Task prompt:
Make an exact copy of the data below, leaving out every picture.

- - - - -

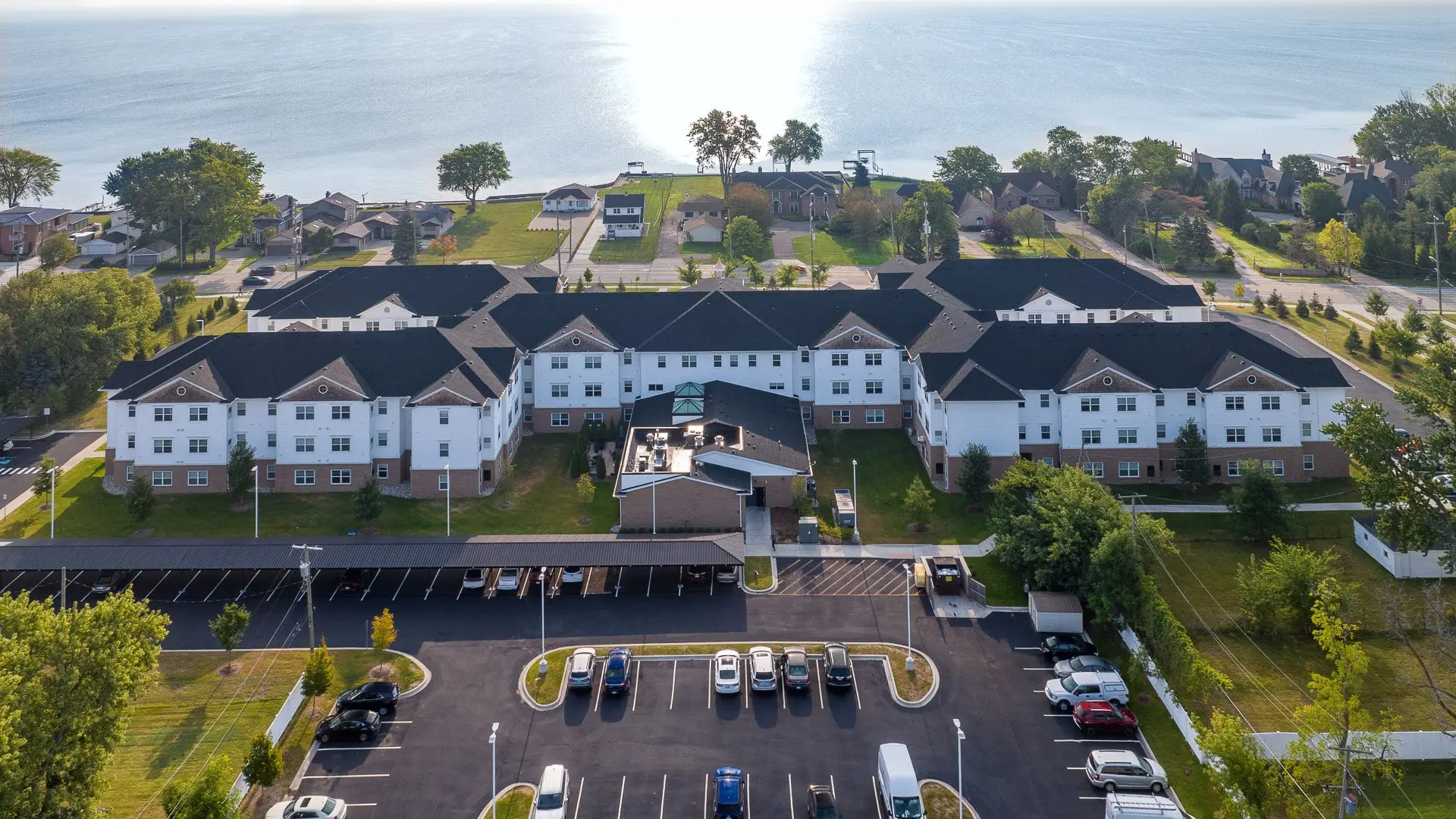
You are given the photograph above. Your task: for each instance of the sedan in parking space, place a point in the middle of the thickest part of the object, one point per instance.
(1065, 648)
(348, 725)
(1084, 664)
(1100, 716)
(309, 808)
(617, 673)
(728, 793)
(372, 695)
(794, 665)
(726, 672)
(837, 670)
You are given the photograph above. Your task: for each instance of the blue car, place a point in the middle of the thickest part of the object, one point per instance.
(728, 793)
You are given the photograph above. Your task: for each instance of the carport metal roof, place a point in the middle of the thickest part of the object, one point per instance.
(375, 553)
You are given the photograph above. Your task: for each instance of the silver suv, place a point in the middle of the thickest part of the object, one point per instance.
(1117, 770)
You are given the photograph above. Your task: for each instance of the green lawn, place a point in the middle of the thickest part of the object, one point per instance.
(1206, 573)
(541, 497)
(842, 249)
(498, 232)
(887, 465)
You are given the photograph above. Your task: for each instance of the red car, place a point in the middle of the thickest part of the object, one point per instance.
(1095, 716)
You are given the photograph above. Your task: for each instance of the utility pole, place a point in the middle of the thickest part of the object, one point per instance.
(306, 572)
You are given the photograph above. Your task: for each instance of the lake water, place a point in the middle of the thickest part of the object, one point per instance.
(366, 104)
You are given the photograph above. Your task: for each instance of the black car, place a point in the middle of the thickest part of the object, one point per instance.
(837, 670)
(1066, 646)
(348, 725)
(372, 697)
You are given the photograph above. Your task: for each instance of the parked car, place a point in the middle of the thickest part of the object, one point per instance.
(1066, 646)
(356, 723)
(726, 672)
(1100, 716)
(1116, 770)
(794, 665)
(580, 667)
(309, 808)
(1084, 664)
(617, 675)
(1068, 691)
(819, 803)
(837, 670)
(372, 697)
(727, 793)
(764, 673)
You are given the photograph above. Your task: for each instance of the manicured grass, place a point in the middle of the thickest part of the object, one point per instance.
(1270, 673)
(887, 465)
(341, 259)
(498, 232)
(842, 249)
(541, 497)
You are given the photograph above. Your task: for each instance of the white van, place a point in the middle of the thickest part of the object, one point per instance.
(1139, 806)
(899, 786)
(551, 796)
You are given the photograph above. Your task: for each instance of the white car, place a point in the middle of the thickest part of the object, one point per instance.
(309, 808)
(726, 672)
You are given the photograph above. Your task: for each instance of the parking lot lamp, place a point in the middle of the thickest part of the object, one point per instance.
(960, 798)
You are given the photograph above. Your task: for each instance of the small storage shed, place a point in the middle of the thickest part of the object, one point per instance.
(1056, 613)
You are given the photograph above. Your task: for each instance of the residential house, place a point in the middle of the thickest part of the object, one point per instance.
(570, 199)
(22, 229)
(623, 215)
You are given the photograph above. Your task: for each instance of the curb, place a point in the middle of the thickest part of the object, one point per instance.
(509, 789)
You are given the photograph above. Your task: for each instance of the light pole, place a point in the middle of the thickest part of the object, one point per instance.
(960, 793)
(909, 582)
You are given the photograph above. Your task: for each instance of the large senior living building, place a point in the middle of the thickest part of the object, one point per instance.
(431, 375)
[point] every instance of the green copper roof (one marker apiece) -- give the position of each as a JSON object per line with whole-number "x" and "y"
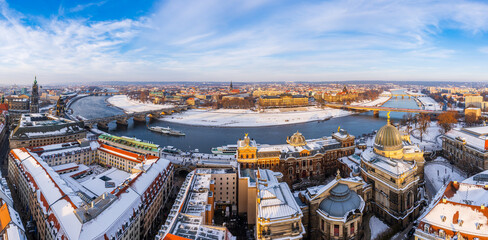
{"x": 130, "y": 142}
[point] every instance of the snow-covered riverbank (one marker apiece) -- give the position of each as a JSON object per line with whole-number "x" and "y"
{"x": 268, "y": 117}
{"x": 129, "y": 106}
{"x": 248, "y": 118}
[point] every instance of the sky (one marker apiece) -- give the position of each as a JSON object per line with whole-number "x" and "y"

- - - - -

Reply to the task:
You are given the photograph above. Your task: for each instance of the sedan in parking space, place a point in the middle of the thickest part of the object, one point per instance.
(1065, 648)
(348, 725)
(1084, 664)
(1100, 716)
(309, 808)
(617, 673)
(728, 793)
(372, 695)
(794, 665)
(726, 672)
(837, 670)
You are given the photograph above. Your task: for each instance of the blue car, place a point in the middle of the thickest part of the object, one point per instance.
(728, 793)
You are given the photograph above. Your task: for each instance of the carport metal roof, place a point in the middle of the thickest part of the object, one point per instance.
(375, 553)
You are given the photograph above. Your task: for each instance of the silver suv, place a point in the middle of the thickest part of the object, one point per instance.
(1117, 770)
You are given the photograph above. Your task: for each instance of the green lawn, place a point in the middle of the thickest part of the object, one point per instance.
(1206, 573)
(541, 497)
(842, 249)
(498, 232)
(887, 465)
You are given the photograph above. Your task: for each instance of the red car, place a point in the middle of the thickest part of the object, one point per instance.
(1095, 716)
You are given the photograph above. Your task: for each instance of the utility pole, place a point in the middle of the thickest part of the object, one point per instance.
(306, 572)
You are given the photograph above. Your task: for each instance of the lake water, place a point in the middle of the thickest part of the object, one point per instance.
(366, 104)
You are given the photograph above. Your task: for each instance of the black car, place a point in the middle of the thickest part of the object, one point per instance.
(837, 670)
(1066, 646)
(348, 725)
(372, 697)
You are given the photograph above. Your task: for each instance of the parked car, place a point in the middle of the thickest part of the object, one point per instance.
(1066, 646)
(356, 723)
(726, 672)
(1100, 716)
(1116, 770)
(794, 665)
(580, 667)
(309, 808)
(1084, 664)
(617, 675)
(1068, 691)
(819, 803)
(837, 670)
(372, 697)
(727, 793)
(764, 673)
You are given the photograph above. Your task: for each instance of the manicured grass, place a point in the middle of the thickest part of the object, one point per instance.
(1270, 673)
(887, 465)
(341, 259)
(498, 232)
(842, 249)
(541, 497)
You are given the photograph above. Your task: for each instance of the white van, place a point in the middle of the thickest part of the object, one point per instance.
(1139, 806)
(899, 786)
(551, 796)
You are given the photograph above. Your task: for each instance of the white car, place a point in the middle of the thickest part of the object, one point per instance.
(309, 808)
(726, 672)
You are given the photograph above. Your task: for each instance of the parking lot lamp, place a point in the middle of the thickest part of the object, one point per instance.
(960, 798)
You are given the photograph above. Your task: for each instance of the small storage shed, place a point in the middle of the thickest part of the object, one point per instance.
(1056, 613)
You are given the photograph above. Your task: for each instance of the residential house, place a point in the middle of the thickest part of the object, one point per instance.
(570, 199)
(22, 229)
(623, 215)
You are given the photograph above. Your task: for each instance of the curb, place a point in the middle of the thickest part of the object, one point per instance.
(509, 789)
You are given the photograph above. Your task: for each instance of the light pole, place a point in the middle of the thickest part of the object, one point per instance.
(960, 793)
(909, 582)
You are given the photograph above. Your task: for each instance of the large senior living building, place a point in the middle of the thickest part of the object, one point per instance.
(431, 375)
[point] every instance of the green copper roof (one marker apiece) -- give the position of each as a JSON object per line with whole-number "x" and "y"
{"x": 130, "y": 142}
[point] every instance of the snow-covered riverbank (one marker apiece) -- give the position of each as a JSON object per line with whole-number "x" and "y"
{"x": 268, "y": 117}
{"x": 129, "y": 106}
{"x": 248, "y": 118}
[point] every instance of the sky (one marker apiece) -- give the position of each as a JSON object per line with whole-number "x" and "y"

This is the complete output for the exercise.